- [Provided passage]:
[Start of Attachment]
EUC Dean Alice Hovorka co-edits new book on animal geographies

FEATURED image Book Launch

"A Research Agenda for Animal Geographies" coverAlice Hovorka, dean and professor in York University’s Faculty of Environmental and Urban Change, has co-edited a new book, A Research Agenda for Animal Geographies (Edward Elgar Publishing, 2021), with Sandra McCubbin from the Government of Canada and Lauren Van Patter from Queen’s University. Launched at the Annual Meeting of the American Association of Geographers on April 7, the book is set to be published on June 25 and will be available for purchase on the publisher’s website.

Part of the Elgar Research Agendas educational book series, outlining the future of research in a given area, A Research Agenda for Animal Geographies explores the innovative and thriving field of animal geographies and analyzes how humans think about, place and engage with animals.

Hovorka was invited by Elgar as a leading scholar of human-animal relations (largely through her Social Sciences and Humanities Research Council-funded The Lives of Animals Research Group) to explore her sub-discipline of animal geographies in provocative ways, and to map out its potential directions. In turn, she invited two emerging scholars to join her in visioning and editing this volume.

“It was a wonderful opportunity for us to collectively engage with our scholarly community,” says Hovorka. “The resulting volume is exciting and inspiring, thanks to the contributors who joined us in this endeavour.”
[End of Attachment]
- [Provided records]:
[Start of Attachment]
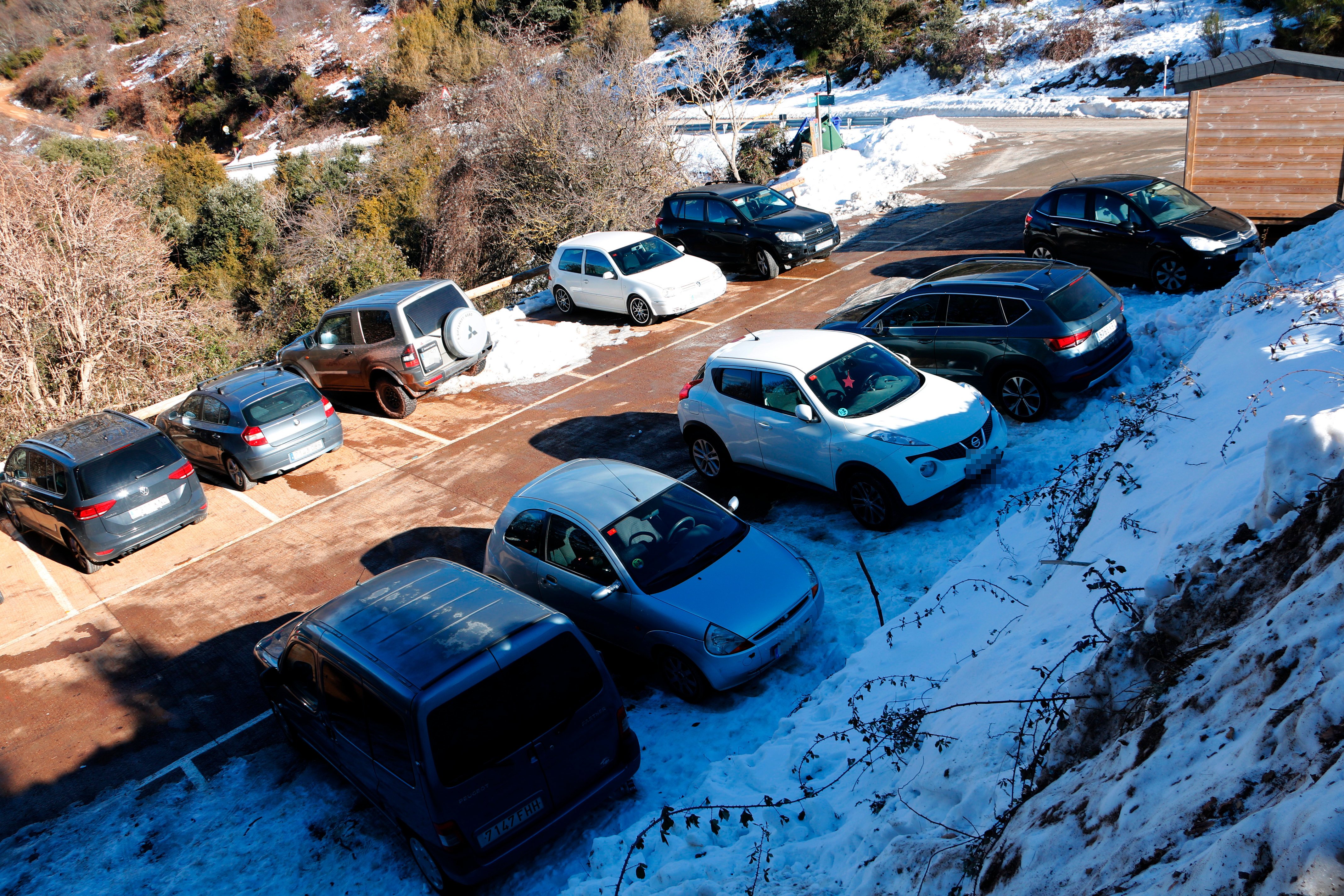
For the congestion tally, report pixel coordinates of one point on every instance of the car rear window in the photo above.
(428, 312)
(281, 404)
(126, 465)
(1081, 300)
(518, 704)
[End of Attachment]
- [Assignment A]: According to the article about the new animal geographies book, on what date is the book set to be published?
- [Assignment B]: Quote the article on the animal geographies book from "Hovorka was invited" up to and including "editing this volume.".
- [Assignment C]: Extend the article about Alice Hovorka's co-edited book on animal geographies, picking up after its final sentence.

- [Exercise output A]: June 25

- [Exercise output B]:
Hovorka was invited by Elgar as a leading scholar of human-animal relations (largely through her Social Sciences and Humanities Research Council-funded The Lives of Animals Research Group) to explore her sub-discipline of animal geographies in provocative ways, and to map out its potential directions. In turn, she invited two emerging scholars to join her in visioning and editing this volume.

- [Exercise output C]:
Alice Hovorka with an elephant in Chiang Mai, Thailand
Alice Hovorka with an elephant in Chiang Mai, Thailand

Chapters delve into how animals shape human identities and social dynamics, as well as how broader processes influence the circumstances and experiences of animals. The book demonstrates opportunities for animal geographies to engage creatively with diverse movements, including industrial farm workers’ rights, intersectional feminism, the environmental movement, racial equality and decolonization. Critical and timely, contributions from top and emerging scholars suggest that it is time to bring the animals outwards into broader geographical dialogue to address pressing contemporary issues such as climate change.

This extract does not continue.